Soja e aço oferecem apenas um vislumbre das perturbações que nos aguardam

O presidente Donald Trump em evento na Casa Branca, em Washington
O presidente Donald Trump em evento na Casa Branca, em Washington - Jonathan Ernst/Reuters

O governo Trump parece estar se dirigindo a uma guerra comercial em três frentes. Pelo que se sabe, ele pretende encarar simultaneamente a China, a União Europeia e nossos parceiros no Nafta (Acordo Norte-Americano de Livre Comércio). As consequências econômicas serão horríveis.

Mas é provável que a história vá além: também haverá consequências políticas horríveis, não só no exterior mas também na frente doméstica. Na verdade, prevejo que quando as consequências negativas de uma política comercial linha dura se tornarem evidentes, veremos o presidente Donald Trump e seus comparsas buscando ferozmente um bode expiatório. Essa busca na verdade já começou.

Para compreender o que está por vir, é preciso compreender dois pontos cruciais.

Primeiro, o governo não tem ideia do que está fazendo. Suas ideias sobre comércio internacional não parecem ter evoluído em nada ante as visões expressas em um documento de trabalho divulgado por Wilbur Ross, hoje secretário do Comércio, e Peter Navarro, hoje o chefe da área de comércio internacional do governo, em 2016. O documento era uma exibição de imensa ignorância que causou estupefação aos verdadeiros especialistas em comércio internacional. Isso significa que a equipe de Trump está completamente despreparada para as reações adversas que virão.

> _Dados fornecidos_:
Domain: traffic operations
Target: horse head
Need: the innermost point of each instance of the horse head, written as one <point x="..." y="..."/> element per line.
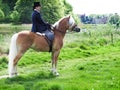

> _Questão proposta 1_:
Responda às perguntas abaixo com base no texto sobre a guerra comercial.
(a) Quais são as três frentes que o governo Trump pretende encarar ao mesmo tempo?
(b) O que, segundo a previsão do texto, Trump e seus comparsas vão buscar quando as consequências negativas da política comercial se tornarem evidentes?
(c) Em que ano Wilbur Ross e Peter Navarro divulgaram o documento de trabalho mencionado?
> _Questão proposta 2_: Reproduza, sem nenhuma alteração, o trecho do texto sobre a guerra comercial que começa nas palavras "Primeiro, o governo" e vai até "adversas que virão.".

> _Resposta 1_:
(a) A China, a União Europeia e os parceiros no Nafta (Acordo Norte-Americano de Livre Comércio).
(b) Um bode expiatório.
(c) Em 2016.

> _Resposta 2_:
Primeiro, o governo não tem ideia do que está fazendo. Suas ideias sobre comércio internacional não parecem ter evoluído em nada ante as visões expressas em um documento de trabalho divulgado por Wilbur Ross, hoje secretário do Comércio, e Peter Navarro, hoje o chefe da área de comércio internacional do governo, em 2016. O documento era uma exibição de imensa ignorância que causou estupefação aos verdadeiros especialistas em comércio internacional. Isso significa que a equipe de Trump está completamente despreparada para as reações adversas que virão.